## Directions for this task
Among the lines below, keep only those from the one containing "# point at: wooden sign" through the one containing "# point at: red wooden", and reproduce them exactly.

───── Dataset content ─────

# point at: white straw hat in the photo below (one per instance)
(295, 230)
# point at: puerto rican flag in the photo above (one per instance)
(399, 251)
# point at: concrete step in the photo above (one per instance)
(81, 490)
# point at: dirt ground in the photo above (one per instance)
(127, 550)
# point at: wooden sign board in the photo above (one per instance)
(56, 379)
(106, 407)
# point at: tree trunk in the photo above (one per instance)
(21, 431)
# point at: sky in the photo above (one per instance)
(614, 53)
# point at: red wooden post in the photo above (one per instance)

─────
───── Dataset content ─────

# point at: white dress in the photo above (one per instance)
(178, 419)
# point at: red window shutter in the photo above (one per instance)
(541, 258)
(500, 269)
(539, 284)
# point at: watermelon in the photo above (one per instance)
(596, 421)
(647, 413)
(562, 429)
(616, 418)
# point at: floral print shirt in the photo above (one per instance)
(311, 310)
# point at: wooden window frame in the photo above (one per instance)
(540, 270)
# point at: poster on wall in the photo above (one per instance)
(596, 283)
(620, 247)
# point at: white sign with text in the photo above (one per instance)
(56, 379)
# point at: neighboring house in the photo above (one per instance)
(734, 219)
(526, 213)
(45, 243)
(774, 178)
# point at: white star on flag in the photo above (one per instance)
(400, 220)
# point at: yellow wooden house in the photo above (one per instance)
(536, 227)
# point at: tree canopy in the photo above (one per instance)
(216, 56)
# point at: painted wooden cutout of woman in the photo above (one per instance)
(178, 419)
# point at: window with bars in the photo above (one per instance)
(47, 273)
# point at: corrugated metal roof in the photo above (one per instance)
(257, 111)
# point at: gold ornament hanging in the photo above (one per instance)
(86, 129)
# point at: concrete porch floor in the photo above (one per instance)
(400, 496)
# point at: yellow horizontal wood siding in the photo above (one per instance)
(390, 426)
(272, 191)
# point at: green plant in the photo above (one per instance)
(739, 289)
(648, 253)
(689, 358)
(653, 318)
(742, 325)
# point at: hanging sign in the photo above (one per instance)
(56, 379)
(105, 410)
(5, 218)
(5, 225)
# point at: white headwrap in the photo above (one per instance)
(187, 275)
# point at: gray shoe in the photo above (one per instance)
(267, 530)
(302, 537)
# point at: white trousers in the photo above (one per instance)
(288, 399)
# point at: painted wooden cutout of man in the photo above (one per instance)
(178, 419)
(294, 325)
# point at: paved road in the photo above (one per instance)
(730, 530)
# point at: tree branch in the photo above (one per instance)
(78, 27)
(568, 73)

─────

## Exercise response
# point at: wooden sign board in the photo above (one per instance)
(56, 379)
(106, 407)
# point at: tree trunk in the photo above (one per instance)
(21, 431)
# point at: sky in the photo above (one per instance)
(614, 53)
# point at: red wooden post in the photo above (one per instance)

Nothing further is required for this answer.